Goal:
State how many lines of the records below contain the string "pole". Case counts; give only the number.

Supplied records:
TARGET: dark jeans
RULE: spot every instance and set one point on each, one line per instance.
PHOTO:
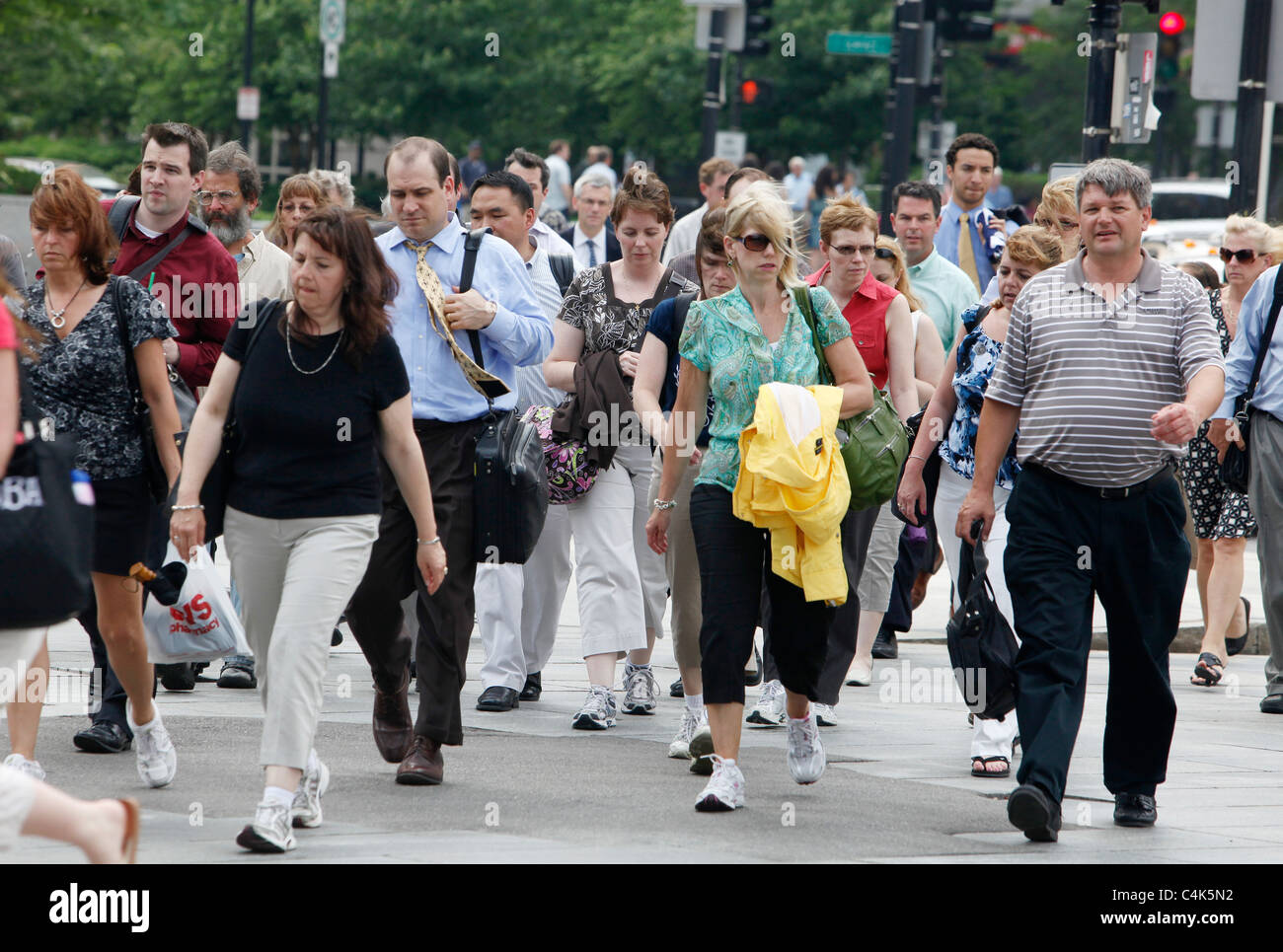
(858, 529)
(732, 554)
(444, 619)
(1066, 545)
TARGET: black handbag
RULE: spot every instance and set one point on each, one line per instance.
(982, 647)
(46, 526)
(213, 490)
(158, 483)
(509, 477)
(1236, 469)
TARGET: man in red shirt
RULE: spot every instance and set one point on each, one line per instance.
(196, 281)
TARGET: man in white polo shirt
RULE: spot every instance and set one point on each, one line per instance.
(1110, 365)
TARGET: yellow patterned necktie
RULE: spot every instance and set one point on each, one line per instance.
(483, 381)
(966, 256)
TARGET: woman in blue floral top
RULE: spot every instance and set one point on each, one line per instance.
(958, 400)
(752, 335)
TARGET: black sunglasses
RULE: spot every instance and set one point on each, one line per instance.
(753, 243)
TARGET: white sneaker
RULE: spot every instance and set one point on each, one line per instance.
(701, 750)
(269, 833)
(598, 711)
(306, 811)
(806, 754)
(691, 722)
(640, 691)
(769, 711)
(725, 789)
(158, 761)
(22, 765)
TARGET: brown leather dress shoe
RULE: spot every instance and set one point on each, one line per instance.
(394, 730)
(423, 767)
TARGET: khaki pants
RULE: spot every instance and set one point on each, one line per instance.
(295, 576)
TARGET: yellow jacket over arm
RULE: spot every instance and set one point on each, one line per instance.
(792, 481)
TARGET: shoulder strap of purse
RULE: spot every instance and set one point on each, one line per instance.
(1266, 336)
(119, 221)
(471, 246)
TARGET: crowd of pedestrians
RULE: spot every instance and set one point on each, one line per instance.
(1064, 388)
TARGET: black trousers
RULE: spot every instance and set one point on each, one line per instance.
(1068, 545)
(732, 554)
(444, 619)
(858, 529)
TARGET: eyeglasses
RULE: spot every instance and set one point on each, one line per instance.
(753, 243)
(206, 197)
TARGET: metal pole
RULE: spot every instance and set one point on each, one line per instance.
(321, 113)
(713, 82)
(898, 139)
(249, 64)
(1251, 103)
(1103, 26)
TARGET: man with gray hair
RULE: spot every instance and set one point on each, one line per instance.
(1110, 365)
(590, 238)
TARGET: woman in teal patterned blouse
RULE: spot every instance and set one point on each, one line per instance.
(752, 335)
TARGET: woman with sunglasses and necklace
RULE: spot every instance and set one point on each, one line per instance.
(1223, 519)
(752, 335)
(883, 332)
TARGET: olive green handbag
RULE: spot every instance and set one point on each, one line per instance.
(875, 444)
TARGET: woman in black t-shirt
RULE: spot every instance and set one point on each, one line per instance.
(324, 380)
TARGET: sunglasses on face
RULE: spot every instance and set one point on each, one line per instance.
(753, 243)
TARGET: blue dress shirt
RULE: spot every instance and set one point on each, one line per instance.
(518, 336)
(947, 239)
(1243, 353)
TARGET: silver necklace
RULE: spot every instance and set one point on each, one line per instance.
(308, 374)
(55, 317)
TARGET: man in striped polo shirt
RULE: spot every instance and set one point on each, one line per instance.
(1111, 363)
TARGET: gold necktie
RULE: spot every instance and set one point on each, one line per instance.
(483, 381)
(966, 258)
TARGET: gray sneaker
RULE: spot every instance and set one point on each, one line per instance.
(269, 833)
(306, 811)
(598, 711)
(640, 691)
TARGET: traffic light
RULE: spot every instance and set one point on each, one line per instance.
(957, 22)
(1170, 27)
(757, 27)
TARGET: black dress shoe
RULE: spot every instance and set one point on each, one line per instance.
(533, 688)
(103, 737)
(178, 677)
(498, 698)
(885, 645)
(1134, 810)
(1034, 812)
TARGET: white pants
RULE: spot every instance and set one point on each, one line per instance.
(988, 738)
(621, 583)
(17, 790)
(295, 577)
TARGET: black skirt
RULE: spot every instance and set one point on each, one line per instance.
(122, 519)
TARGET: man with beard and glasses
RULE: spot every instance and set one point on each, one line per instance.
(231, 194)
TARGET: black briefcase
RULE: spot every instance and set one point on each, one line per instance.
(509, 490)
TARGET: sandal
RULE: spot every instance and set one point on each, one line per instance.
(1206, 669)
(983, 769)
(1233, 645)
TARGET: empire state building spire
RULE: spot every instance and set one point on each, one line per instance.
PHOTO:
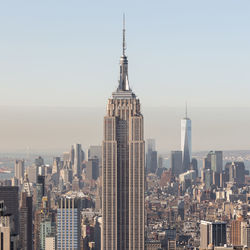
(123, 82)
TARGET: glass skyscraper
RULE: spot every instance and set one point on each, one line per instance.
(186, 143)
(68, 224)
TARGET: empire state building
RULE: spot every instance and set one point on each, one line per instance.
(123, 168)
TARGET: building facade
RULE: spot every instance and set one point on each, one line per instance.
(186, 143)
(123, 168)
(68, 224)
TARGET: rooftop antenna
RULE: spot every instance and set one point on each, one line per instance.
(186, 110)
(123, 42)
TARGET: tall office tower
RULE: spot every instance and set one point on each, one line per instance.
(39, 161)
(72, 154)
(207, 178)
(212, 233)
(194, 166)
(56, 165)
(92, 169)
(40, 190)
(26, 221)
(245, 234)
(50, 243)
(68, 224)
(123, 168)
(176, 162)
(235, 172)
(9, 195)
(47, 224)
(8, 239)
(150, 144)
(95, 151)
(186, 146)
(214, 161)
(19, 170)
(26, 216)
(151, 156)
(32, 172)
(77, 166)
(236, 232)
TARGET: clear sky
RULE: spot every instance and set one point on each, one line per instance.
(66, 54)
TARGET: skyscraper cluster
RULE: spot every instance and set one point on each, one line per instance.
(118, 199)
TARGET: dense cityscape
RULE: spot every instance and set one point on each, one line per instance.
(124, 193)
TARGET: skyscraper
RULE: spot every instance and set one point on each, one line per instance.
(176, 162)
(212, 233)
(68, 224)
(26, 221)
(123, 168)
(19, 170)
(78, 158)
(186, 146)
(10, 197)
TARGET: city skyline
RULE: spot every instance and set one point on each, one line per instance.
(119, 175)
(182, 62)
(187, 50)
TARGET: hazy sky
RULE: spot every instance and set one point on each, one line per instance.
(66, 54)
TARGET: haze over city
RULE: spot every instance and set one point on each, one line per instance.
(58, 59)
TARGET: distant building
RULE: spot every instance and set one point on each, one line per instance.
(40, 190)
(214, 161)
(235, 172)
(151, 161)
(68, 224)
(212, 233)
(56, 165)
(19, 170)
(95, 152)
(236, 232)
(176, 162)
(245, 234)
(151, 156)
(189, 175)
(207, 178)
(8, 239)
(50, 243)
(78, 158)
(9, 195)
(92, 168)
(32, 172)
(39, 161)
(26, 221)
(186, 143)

* * *

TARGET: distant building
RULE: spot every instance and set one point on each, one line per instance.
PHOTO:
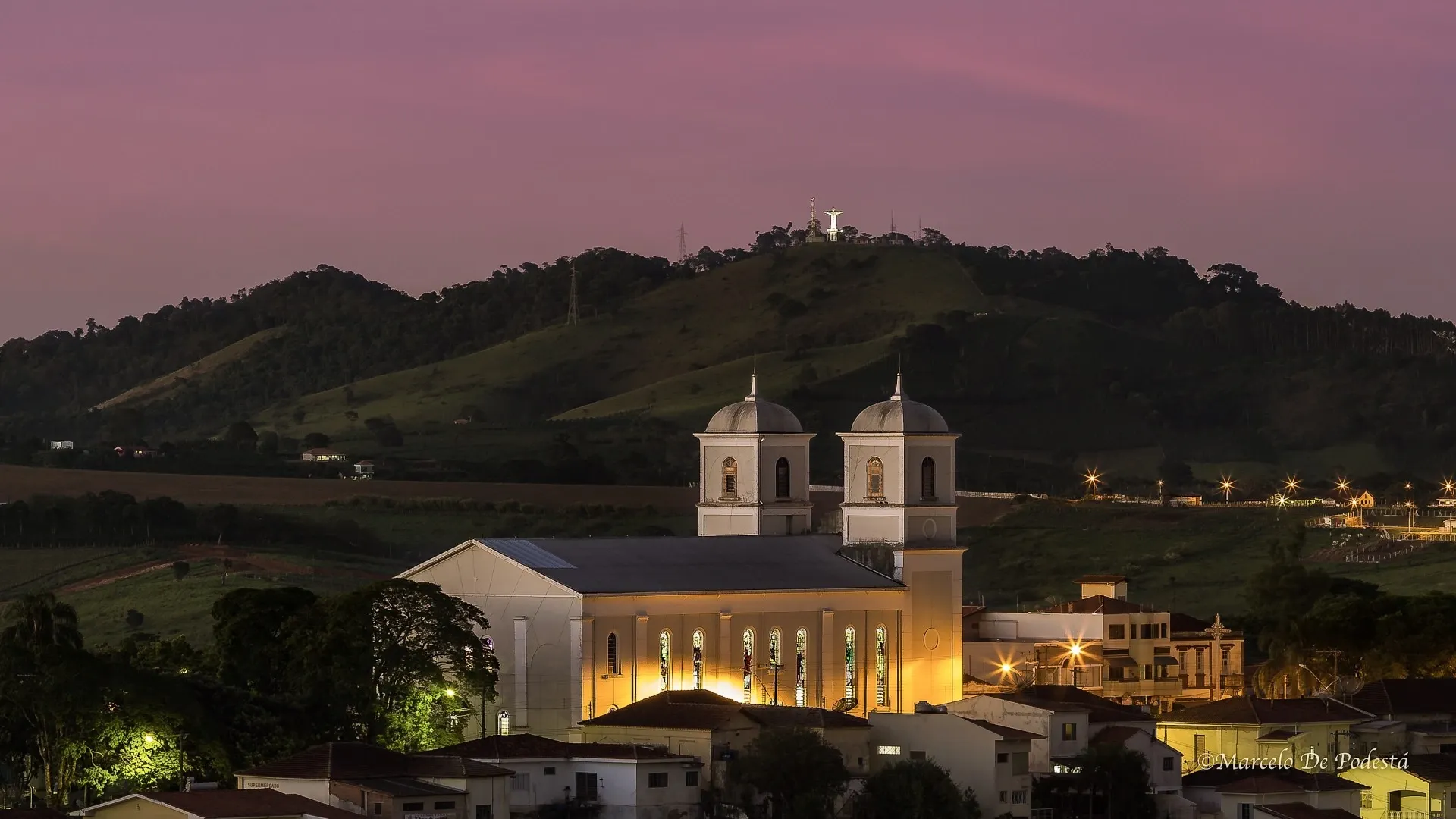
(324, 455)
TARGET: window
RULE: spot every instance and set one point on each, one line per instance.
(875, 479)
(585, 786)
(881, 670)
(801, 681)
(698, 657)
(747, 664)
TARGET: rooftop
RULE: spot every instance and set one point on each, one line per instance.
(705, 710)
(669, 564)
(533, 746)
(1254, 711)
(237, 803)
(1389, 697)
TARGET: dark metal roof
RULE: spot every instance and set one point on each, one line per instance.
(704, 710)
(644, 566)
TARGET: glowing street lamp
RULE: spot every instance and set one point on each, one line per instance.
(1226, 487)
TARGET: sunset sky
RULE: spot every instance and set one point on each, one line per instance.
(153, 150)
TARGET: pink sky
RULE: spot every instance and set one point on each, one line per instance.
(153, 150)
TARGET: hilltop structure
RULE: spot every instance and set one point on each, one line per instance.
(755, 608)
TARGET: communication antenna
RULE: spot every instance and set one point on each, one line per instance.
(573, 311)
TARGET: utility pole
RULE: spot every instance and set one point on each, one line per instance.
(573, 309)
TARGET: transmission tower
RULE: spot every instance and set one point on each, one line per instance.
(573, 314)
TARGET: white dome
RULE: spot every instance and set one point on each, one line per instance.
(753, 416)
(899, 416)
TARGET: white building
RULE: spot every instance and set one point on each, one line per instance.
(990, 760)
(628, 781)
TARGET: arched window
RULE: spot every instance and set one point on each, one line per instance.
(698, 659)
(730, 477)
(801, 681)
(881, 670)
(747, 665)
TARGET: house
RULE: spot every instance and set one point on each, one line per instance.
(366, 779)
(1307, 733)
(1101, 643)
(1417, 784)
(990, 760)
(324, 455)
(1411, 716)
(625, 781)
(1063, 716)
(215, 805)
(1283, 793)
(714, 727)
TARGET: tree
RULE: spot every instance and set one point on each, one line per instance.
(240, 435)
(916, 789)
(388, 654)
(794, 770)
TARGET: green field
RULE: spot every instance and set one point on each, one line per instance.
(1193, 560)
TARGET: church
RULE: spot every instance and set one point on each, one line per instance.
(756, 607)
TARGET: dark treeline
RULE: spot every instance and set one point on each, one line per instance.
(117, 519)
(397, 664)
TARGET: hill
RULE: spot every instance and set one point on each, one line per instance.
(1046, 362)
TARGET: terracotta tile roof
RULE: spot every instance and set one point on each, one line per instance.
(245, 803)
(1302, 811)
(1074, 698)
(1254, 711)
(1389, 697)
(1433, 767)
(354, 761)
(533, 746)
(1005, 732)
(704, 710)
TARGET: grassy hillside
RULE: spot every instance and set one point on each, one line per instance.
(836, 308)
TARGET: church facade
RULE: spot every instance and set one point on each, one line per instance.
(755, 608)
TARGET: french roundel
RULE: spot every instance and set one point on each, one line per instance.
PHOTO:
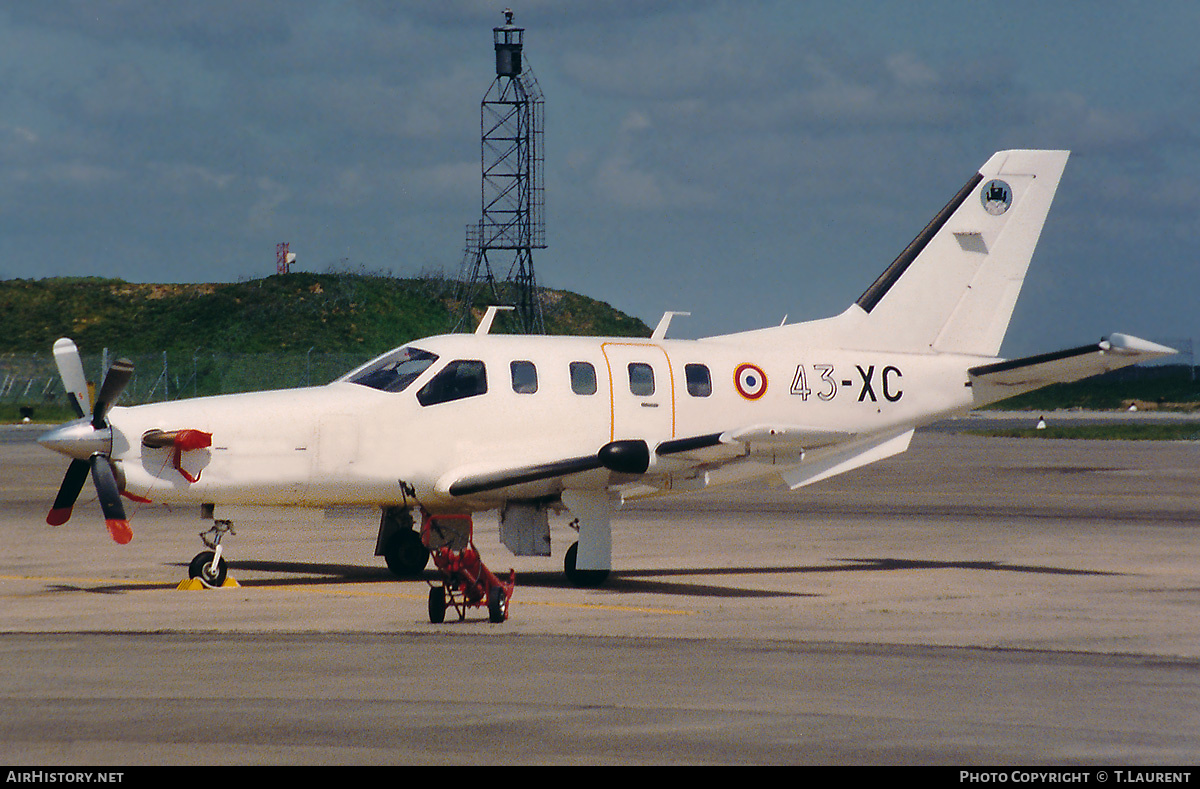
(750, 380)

Written response:
2